> **Instruction**: Reproduce word for word the stretch of the records from the line containing "In this exercise you will mark each instance of the jack" through the end of the records, and nothing else.

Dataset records
◆ ◆ ◆ ◆

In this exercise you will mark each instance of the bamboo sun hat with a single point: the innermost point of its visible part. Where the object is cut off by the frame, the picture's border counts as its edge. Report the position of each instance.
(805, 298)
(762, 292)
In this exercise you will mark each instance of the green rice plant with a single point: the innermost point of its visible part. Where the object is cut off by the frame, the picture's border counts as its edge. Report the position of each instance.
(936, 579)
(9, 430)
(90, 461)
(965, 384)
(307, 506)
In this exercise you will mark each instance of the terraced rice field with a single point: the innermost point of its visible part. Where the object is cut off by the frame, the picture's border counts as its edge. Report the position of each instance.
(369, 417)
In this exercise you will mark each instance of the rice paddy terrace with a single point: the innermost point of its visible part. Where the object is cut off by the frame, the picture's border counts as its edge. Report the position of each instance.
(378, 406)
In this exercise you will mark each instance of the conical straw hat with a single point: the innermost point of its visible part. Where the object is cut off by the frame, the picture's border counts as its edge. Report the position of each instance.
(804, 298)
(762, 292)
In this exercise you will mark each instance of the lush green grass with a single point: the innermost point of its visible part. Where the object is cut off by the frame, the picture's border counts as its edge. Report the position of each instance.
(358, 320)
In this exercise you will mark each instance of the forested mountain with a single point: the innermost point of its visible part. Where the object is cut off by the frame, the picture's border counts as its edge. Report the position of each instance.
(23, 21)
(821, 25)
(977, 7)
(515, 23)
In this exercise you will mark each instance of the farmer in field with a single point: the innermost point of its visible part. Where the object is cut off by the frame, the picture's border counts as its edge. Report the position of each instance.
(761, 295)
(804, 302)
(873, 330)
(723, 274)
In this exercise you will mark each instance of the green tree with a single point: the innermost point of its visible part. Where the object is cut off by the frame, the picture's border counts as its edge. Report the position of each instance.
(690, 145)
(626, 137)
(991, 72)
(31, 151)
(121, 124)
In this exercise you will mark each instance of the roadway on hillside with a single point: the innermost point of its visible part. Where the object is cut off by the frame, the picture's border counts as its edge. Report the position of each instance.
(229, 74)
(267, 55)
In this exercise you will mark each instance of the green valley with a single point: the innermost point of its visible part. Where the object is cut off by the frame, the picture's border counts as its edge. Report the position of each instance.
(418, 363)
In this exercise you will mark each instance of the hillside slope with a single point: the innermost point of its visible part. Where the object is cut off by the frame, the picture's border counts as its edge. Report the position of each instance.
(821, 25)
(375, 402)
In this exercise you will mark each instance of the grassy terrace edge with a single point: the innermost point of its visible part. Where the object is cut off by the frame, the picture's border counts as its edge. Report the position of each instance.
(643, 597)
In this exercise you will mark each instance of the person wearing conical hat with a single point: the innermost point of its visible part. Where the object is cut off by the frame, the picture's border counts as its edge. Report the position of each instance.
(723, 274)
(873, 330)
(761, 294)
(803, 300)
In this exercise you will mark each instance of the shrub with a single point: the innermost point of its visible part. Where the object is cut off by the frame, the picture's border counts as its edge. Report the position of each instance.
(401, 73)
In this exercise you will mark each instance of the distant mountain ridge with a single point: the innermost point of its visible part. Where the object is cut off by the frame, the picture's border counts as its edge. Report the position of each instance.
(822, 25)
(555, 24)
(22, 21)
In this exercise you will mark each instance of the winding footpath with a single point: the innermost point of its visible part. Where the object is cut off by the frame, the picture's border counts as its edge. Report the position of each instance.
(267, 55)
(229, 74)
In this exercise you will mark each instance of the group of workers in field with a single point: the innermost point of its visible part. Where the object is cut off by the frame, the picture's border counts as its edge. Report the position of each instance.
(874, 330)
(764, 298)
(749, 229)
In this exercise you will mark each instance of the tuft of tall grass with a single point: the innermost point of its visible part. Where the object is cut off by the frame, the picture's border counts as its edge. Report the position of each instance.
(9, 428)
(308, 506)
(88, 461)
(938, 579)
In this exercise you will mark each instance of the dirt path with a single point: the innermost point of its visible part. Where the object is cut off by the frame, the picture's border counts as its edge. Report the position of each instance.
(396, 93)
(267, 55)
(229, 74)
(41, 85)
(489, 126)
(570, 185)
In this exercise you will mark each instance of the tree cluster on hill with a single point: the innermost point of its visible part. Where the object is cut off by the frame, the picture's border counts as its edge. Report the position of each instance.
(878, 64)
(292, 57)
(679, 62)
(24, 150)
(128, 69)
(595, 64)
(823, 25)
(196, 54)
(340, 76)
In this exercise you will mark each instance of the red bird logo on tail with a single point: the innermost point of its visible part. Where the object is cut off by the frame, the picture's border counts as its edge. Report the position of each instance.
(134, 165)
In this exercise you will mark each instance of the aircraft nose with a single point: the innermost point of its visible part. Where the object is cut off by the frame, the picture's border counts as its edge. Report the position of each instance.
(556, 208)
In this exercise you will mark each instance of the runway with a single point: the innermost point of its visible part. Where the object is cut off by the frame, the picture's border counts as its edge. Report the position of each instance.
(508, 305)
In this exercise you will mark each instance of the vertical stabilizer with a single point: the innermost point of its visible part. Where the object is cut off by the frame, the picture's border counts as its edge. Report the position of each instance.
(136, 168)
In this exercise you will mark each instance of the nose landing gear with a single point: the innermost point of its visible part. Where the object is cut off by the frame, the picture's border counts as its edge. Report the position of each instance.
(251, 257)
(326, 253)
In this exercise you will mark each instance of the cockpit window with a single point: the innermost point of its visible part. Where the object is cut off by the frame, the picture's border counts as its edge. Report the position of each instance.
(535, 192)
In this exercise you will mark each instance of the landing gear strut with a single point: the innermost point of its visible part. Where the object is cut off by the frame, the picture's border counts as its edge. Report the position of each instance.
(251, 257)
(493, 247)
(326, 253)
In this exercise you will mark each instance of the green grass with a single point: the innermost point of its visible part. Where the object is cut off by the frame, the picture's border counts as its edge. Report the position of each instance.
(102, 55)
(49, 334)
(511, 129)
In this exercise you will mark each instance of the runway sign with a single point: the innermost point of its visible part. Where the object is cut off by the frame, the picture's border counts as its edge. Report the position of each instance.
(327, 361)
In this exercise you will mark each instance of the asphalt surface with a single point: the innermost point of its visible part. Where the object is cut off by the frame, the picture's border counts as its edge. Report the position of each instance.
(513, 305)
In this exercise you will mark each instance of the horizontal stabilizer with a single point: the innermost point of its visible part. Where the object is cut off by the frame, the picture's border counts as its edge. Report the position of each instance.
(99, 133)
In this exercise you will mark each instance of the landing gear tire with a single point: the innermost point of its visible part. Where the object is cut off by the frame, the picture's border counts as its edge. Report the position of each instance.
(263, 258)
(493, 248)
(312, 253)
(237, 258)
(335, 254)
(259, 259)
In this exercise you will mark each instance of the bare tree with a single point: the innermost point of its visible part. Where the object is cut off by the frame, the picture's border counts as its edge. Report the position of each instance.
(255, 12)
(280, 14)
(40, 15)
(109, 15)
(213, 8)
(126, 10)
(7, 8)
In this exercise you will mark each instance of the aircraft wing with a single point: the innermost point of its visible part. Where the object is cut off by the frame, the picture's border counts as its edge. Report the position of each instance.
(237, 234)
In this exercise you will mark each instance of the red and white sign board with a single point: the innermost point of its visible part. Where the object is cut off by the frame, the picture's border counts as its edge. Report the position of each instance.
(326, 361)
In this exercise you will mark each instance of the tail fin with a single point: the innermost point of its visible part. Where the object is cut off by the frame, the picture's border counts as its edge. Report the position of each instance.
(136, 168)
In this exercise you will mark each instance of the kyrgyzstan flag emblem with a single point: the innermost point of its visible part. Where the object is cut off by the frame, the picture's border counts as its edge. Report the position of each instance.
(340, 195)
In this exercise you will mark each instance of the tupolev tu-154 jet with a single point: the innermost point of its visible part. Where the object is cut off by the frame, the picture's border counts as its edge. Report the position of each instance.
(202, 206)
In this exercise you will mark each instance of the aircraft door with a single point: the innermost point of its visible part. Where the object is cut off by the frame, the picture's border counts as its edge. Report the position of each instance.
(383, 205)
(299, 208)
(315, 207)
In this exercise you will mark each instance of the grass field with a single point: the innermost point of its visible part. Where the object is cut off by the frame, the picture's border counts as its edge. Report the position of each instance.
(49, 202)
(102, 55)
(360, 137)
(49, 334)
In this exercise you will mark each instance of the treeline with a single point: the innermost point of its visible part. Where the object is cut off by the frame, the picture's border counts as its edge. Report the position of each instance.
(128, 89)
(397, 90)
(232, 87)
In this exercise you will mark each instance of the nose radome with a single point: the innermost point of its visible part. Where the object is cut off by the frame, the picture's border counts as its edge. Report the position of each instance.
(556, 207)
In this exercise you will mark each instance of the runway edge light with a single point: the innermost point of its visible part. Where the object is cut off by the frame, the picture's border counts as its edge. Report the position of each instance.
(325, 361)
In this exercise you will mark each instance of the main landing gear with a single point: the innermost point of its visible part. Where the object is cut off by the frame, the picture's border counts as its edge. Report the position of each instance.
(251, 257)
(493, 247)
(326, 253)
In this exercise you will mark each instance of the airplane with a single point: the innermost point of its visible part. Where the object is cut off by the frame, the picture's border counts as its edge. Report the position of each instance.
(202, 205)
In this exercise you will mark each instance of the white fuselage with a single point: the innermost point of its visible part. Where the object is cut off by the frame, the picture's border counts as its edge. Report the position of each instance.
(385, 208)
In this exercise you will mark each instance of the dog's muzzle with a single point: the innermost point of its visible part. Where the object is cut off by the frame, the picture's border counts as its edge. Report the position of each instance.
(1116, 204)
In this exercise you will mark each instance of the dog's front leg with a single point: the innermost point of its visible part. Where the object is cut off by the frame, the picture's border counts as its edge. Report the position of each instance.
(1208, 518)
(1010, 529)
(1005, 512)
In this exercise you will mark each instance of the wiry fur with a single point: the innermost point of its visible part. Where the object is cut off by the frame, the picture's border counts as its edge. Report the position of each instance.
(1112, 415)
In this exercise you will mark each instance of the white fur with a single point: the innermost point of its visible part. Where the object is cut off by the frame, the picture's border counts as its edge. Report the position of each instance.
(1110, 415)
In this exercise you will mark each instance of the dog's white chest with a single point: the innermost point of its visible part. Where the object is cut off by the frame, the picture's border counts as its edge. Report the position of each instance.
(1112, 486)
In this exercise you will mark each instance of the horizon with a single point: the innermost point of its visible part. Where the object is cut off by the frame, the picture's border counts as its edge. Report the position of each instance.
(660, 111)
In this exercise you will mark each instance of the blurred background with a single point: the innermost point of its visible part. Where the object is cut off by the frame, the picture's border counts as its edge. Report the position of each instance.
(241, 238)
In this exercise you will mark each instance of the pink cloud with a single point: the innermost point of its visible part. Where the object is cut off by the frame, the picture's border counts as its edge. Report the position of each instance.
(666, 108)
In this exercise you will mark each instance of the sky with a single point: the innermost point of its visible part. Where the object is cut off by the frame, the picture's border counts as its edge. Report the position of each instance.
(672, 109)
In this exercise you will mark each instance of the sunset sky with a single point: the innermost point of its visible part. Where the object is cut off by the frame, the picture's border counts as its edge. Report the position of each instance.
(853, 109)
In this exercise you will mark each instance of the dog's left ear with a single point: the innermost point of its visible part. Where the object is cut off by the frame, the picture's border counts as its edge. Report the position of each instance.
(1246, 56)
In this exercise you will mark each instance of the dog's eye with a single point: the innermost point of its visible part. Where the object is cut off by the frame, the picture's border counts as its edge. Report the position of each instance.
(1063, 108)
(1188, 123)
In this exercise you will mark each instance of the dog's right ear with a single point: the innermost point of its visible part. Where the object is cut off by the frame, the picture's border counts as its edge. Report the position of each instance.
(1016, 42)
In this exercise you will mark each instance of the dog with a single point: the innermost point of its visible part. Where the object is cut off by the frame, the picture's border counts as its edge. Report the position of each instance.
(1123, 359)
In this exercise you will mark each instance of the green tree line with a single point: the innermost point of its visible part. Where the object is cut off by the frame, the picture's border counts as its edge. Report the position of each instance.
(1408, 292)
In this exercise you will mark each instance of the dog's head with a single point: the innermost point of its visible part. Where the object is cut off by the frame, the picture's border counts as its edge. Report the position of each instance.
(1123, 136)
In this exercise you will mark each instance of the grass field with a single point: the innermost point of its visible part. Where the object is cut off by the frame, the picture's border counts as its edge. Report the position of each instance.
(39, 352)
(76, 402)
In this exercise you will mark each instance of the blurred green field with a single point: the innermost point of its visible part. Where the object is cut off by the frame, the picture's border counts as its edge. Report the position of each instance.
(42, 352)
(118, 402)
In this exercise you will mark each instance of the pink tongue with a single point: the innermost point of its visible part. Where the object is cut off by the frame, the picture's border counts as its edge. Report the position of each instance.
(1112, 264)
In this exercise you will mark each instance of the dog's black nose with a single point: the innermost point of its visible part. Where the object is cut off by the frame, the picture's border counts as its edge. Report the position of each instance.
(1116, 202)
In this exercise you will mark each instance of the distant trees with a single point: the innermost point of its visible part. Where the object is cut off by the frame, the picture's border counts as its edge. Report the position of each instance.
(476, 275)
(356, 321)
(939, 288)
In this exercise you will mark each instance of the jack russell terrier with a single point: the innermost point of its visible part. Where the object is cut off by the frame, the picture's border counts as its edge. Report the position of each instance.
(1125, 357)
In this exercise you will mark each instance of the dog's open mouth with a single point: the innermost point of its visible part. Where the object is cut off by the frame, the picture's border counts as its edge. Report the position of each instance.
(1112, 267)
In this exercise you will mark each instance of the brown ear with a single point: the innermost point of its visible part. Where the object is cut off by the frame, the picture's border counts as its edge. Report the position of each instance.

◆ ◆ ◆ ◆

> **Output of the exercise**:
In this exercise you will mark each instance of the jack russell terrier with a single point: the innermost point of its visible part. Where the object is cut off by the frame, the picture's border counts as its edge. Report the position of each instance.
(1125, 357)
In this exercise you will mark each instance of the dog's open mouth with a single point: the innermost point of its visible part. Where the object is cut off by the frame, the picture's border counts as its edge. Report the position of each instance.
(1112, 267)
In this exercise you will mark each instance of the brown ear with a single point: the innermost point of its visible part. Where the object is cut off by the frame, the picture's border counts as its edge. Report the position of each instance.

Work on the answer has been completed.